- **Available records**:
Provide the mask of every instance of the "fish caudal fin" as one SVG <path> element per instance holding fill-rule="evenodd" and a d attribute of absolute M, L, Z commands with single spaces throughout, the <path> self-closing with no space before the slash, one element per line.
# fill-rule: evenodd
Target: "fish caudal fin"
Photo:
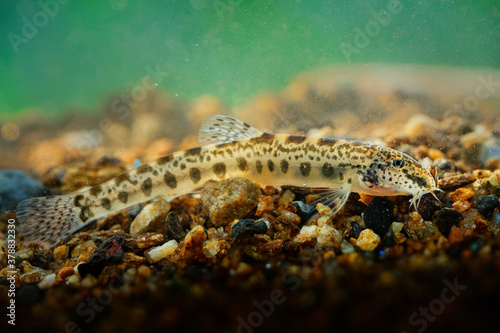
<path fill-rule="evenodd" d="M 16 214 L 27 240 L 52 247 L 84 226 L 74 195 L 58 195 L 23 200 Z"/>

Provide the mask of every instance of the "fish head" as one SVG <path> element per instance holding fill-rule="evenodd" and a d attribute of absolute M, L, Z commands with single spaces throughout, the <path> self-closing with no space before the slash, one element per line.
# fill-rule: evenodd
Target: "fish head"
<path fill-rule="evenodd" d="M 417 208 L 420 198 L 439 190 L 434 177 L 415 159 L 405 153 L 385 147 L 377 152 L 363 170 L 359 171 L 362 193 L 378 196 L 411 195 Z"/>

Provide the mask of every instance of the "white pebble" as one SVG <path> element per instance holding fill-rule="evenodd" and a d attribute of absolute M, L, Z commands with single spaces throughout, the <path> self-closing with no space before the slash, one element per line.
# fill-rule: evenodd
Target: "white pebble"
<path fill-rule="evenodd" d="M 155 247 L 154 249 L 149 251 L 146 257 L 150 263 L 155 263 L 163 258 L 167 258 L 169 255 L 174 253 L 175 250 L 177 250 L 177 247 L 177 241 L 175 239 L 172 239 L 171 241 L 168 241 L 165 244 Z"/>
<path fill-rule="evenodd" d="M 361 231 L 358 239 L 356 240 L 356 246 L 367 252 L 375 250 L 379 243 L 380 236 L 377 235 L 372 229 L 365 229 Z"/>
<path fill-rule="evenodd" d="M 342 235 L 334 227 L 323 225 L 318 231 L 318 243 L 328 247 L 339 247 L 342 243 Z"/>
<path fill-rule="evenodd" d="M 170 204 L 163 199 L 157 199 L 147 204 L 130 224 L 130 235 L 137 237 L 150 230 L 154 223 L 167 216 L 170 211 Z M 166 223 L 166 221 L 165 221 Z"/>

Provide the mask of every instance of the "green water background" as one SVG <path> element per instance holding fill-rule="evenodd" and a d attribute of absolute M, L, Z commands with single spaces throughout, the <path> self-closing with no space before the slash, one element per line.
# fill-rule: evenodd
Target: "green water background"
<path fill-rule="evenodd" d="M 500 67 L 499 1 L 407 0 L 393 15 L 389 1 L 69 0 L 42 25 L 41 4 L 54 1 L 0 4 L 0 116 L 95 111 L 149 68 L 160 69 L 160 89 L 175 98 L 213 94 L 232 106 L 349 60 Z M 342 43 L 356 45 L 372 10 L 390 22 L 346 57 Z M 36 34 L 13 46 L 35 18 Z"/>

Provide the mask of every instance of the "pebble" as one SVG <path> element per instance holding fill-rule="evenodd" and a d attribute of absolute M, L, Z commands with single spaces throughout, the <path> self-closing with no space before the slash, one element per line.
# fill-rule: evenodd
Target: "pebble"
<path fill-rule="evenodd" d="M 167 236 L 168 238 L 175 239 L 180 242 L 186 237 L 186 232 L 182 228 L 179 215 L 175 212 L 167 214 Z"/>
<path fill-rule="evenodd" d="M 330 225 L 322 225 L 318 230 L 318 243 L 326 247 L 340 247 L 342 235 Z"/>
<path fill-rule="evenodd" d="M 266 219 L 259 219 L 257 221 L 251 219 L 239 220 L 231 226 L 231 236 L 234 242 L 245 243 L 250 240 L 255 234 L 265 234 L 268 230 Z"/>
<path fill-rule="evenodd" d="M 122 248 L 124 243 L 125 238 L 121 235 L 113 236 L 104 241 L 92 253 L 86 263 L 81 263 L 78 266 L 80 276 L 82 278 L 86 277 L 87 274 L 98 276 L 104 267 L 120 262 L 124 255 Z"/>
<path fill-rule="evenodd" d="M 280 199 L 278 200 L 278 206 L 283 207 L 291 203 L 295 199 L 295 193 L 293 193 L 290 189 L 287 189 L 283 194 L 281 195 Z"/>
<path fill-rule="evenodd" d="M 201 225 L 195 226 L 186 235 L 181 247 L 181 259 L 204 261 L 203 243 L 207 240 L 205 229 Z"/>
<path fill-rule="evenodd" d="M 23 272 L 19 276 L 19 280 L 23 284 L 39 283 L 48 275 L 46 270 L 32 266 L 28 261 L 23 261 L 19 265 L 19 269 Z"/>
<path fill-rule="evenodd" d="M 439 231 L 446 237 L 450 234 L 451 228 L 457 226 L 462 219 L 462 214 L 452 208 L 443 208 L 432 216 L 432 222 L 437 225 Z"/>
<path fill-rule="evenodd" d="M 277 239 L 274 241 L 261 244 L 258 248 L 258 251 L 259 253 L 268 256 L 275 256 L 277 254 L 280 254 L 281 252 L 283 252 L 283 240 Z"/>
<path fill-rule="evenodd" d="M 318 227 L 324 226 L 324 225 L 331 225 L 332 224 L 332 217 L 328 215 L 323 215 L 320 216 L 318 221 L 316 222 Z"/>
<path fill-rule="evenodd" d="M 201 204 L 212 223 L 219 227 L 248 215 L 259 203 L 259 196 L 260 188 L 247 179 L 208 181 L 201 190 Z"/>
<path fill-rule="evenodd" d="M 16 292 L 16 301 L 18 301 L 21 305 L 24 306 L 29 306 L 38 303 L 42 300 L 42 298 L 43 298 L 43 293 L 37 286 L 32 284 L 22 286 Z"/>
<path fill-rule="evenodd" d="M 216 238 L 203 242 L 203 253 L 205 256 L 211 259 L 215 258 L 221 250 L 220 243 L 221 241 Z"/>
<path fill-rule="evenodd" d="M 453 202 L 469 200 L 474 197 L 474 190 L 468 187 L 461 187 L 450 193 L 450 199 Z"/>
<path fill-rule="evenodd" d="M 354 245 L 343 240 L 342 244 L 340 244 L 340 251 L 342 251 L 342 253 L 353 253 L 355 251 Z"/>
<path fill-rule="evenodd" d="M 66 260 L 69 254 L 69 246 L 61 245 L 54 249 L 54 258 L 57 260 Z"/>
<path fill-rule="evenodd" d="M 19 170 L 0 171 L 0 215 L 15 210 L 17 204 L 24 199 L 49 193 L 40 182 Z"/>
<path fill-rule="evenodd" d="M 447 175 L 438 181 L 438 187 L 442 190 L 450 190 L 453 188 L 461 187 L 473 183 L 477 177 L 470 173 L 459 175 Z"/>
<path fill-rule="evenodd" d="M 63 267 L 57 273 L 57 277 L 64 281 L 73 274 L 75 274 L 75 269 L 73 267 Z"/>
<path fill-rule="evenodd" d="M 56 283 L 56 275 L 49 274 L 46 275 L 42 281 L 38 283 L 38 288 L 40 289 L 49 289 Z"/>
<path fill-rule="evenodd" d="M 82 254 L 93 252 L 96 248 L 97 246 L 95 245 L 94 241 L 88 240 L 75 246 L 75 248 L 71 251 L 71 258 L 78 259 L 78 257 L 80 257 Z"/>
<path fill-rule="evenodd" d="M 144 264 L 146 262 L 146 258 L 143 256 L 138 256 L 135 253 L 132 252 L 125 252 L 123 254 L 123 258 L 121 262 L 119 262 L 116 265 L 116 268 L 118 269 L 126 269 L 126 268 L 134 268 L 134 267 L 139 267 L 140 265 Z"/>
<path fill-rule="evenodd" d="M 149 278 L 151 277 L 151 268 L 146 265 L 141 265 L 137 268 L 137 273 L 144 278 Z"/>
<path fill-rule="evenodd" d="M 371 252 L 380 244 L 380 236 L 371 229 L 365 229 L 359 234 L 356 246 L 363 251 Z"/>
<path fill-rule="evenodd" d="M 367 228 L 372 229 L 380 237 L 384 237 L 387 229 L 394 221 L 394 203 L 382 197 L 375 197 L 363 212 L 363 220 Z"/>
<path fill-rule="evenodd" d="M 318 237 L 319 228 L 317 225 L 303 226 L 299 234 L 295 237 L 295 241 L 299 244 L 309 242 Z"/>
<path fill-rule="evenodd" d="M 87 275 L 82 279 L 81 286 L 83 288 L 92 288 L 95 285 L 97 285 L 97 278 L 93 275 Z"/>
<path fill-rule="evenodd" d="M 130 235 L 137 237 L 149 231 L 166 233 L 165 216 L 170 211 L 170 204 L 162 199 L 156 199 L 147 204 L 130 225 Z"/>
<path fill-rule="evenodd" d="M 302 201 L 292 201 L 291 204 L 297 208 L 295 213 L 302 221 L 307 221 L 316 209 L 314 205 L 306 204 Z"/>
<path fill-rule="evenodd" d="M 299 224 L 301 222 L 301 219 L 297 214 L 295 214 L 289 210 L 286 210 L 286 209 L 281 210 L 279 219 L 283 222 L 290 224 L 290 225 Z"/>
<path fill-rule="evenodd" d="M 262 216 L 264 213 L 270 213 L 274 210 L 273 198 L 268 195 L 261 195 L 259 197 L 259 203 L 257 204 L 256 216 Z"/>
<path fill-rule="evenodd" d="M 484 215 L 490 217 L 493 215 L 495 208 L 499 206 L 499 201 L 496 195 L 484 195 L 477 198 L 477 210 Z"/>
<path fill-rule="evenodd" d="M 406 236 L 401 233 L 403 230 L 404 223 L 393 222 L 389 227 L 387 232 L 387 237 L 385 238 L 385 244 L 387 246 L 393 246 L 395 244 L 402 244 L 406 241 Z"/>
<path fill-rule="evenodd" d="M 147 232 L 133 239 L 128 239 L 124 244 L 124 247 L 132 252 L 139 252 L 144 249 L 160 245 L 163 243 L 163 239 L 163 234 Z"/>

- **Aim**: Starting at the beginning of the entries and ending with the line that contains "417 208 L 420", both included, recast each line as an item in a numbered list, skipping blank lines and leaving out the pictures.

- **Answer below**:
1. Provide the mask of every instance of the "fish caudal fin" as one SVG <path> element per instance holding fill-rule="evenodd" and a d attribute of absolute M, L, Z commands with single spaces throughout, the <path> self-closing with no space before the slash, one element per line.
2. # fill-rule: evenodd
3. Target: "fish caudal fin"
4. Photo:
5. <path fill-rule="evenodd" d="M 16 214 L 27 240 L 52 247 L 84 226 L 74 195 L 58 195 L 23 200 Z"/>
6. Provide the mask of every instance of the "fish head" as one SVG <path> element per instance holding fill-rule="evenodd" and a d attribute of absolute M, L, Z commands with single spaces throughout, the <path> self-closing with no space before the slash, one element per line.
7. # fill-rule: evenodd
8. Target: "fish head"
9. <path fill-rule="evenodd" d="M 417 208 L 420 198 L 439 190 L 434 177 L 415 159 L 405 153 L 385 147 L 377 152 L 363 170 L 359 171 L 362 193 L 378 196 L 411 195 Z"/>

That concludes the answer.